*** Text excerpt
Isabella Alcaraz, owner of The Animal Connection in San Francisco, says, “It’s nice to send people home with something that comes from us because they trust us and know that we care about their animals. It also gives people a little more confidence in following the care sheets, because they’re tips recommended by our staff.” She says their care sheets and informational brochures are important because they build upon one of the main reasons customers come into her store: her knowledgeable staff. “They know our ‘bird guy’ Joe has a degree in ornithology, and Jen is our reptile expert who worked with reptiles at the zoo.” Alcaraz says an added benefit of having your in-house experts create educational materials is that they really enjoy writing up the information about specific care. “If you’re passionate about animals and pet care, you don’t find it to be extra work to get educated and educate others about animals,” she says. Just like with videos, one of the keys to success with paper-based educational materials is consistency. Giving your materials a consistent look and feel will give your business a more professional image. Additionally, be sure to read the materials carefully to ensure the information is accurate, up to date and error-free, so as to not detract from your credibility.
Another avenue for educating your customers is electronically through blogs, email newsletters and social media. If you want to use these tools successfully, it’s important to remember three key things: Be consistent in posting, find proper balance between education and promotion and go where your customers are.
When I started my Performance Communication Blog in 2010, I was advised to post three times a week. I knew I couldn’t commit to that schedule consistently, but I could commit to once a week. Nine years later, my blog is still going strong—I get great feedback and a lot of business from it, and my customers have come to expect to see it each Tuesday. I’m also consistent in posting social media content, and I’m careful to ensure my posts have a balance between educational content and promotion. It’s OK to promote your business and specials, but if you do that more than you provide what your customers consider valuable, educational content, they’re going to stop following you. A good rule of thumb is for every eight posts you make, seven should be educational and only one should be an “ask” or push for business.
Tammy Weidman, owner of For the Love of Dog, a small boutique in Marietta, Pennsylvania, started her education efforts via a blog on her website. However, she says the blog wasn’t the success she hoped it would be: “My customers are on social media more and more and don’t necessarily visit the website.” As a result, she’s now focusing more of her efforts on social media posts. Dupont also had a similar experience with his YouTube channel and has since focused on posting his videos on Facebook to better reach his customers. These retailers’ experiences are a lesson for everyone who is starting out with electronic communication. You have to know where your customers are and know how they want to receive information from you. Once you know where they “hang out,” you can take advantage of that platform to reach them.
******
*** Supplied data
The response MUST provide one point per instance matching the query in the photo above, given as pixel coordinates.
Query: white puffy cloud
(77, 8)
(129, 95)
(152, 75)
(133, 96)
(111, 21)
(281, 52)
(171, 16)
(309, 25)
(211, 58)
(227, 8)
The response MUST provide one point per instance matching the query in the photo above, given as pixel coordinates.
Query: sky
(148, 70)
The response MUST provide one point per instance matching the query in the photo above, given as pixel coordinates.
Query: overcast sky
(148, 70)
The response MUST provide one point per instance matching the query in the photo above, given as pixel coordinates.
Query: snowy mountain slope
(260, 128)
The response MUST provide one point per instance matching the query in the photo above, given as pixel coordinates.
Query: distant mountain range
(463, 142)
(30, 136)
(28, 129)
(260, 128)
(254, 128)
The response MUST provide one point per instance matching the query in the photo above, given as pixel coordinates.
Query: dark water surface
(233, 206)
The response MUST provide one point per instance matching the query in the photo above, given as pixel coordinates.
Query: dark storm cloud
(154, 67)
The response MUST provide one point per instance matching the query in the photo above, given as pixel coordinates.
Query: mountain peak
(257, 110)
******
Print the text on educating pet store customers from "Another avenue for" up to and including "your customers are.". The lines aren't needed here.

Another avenue for educating your customers is electronically through blogs, email newsletters and social media. If you want to use these tools successfully, it’s important to remember three key things: Be consistent in posting, find proper balance between education and promotion and go where your customers are.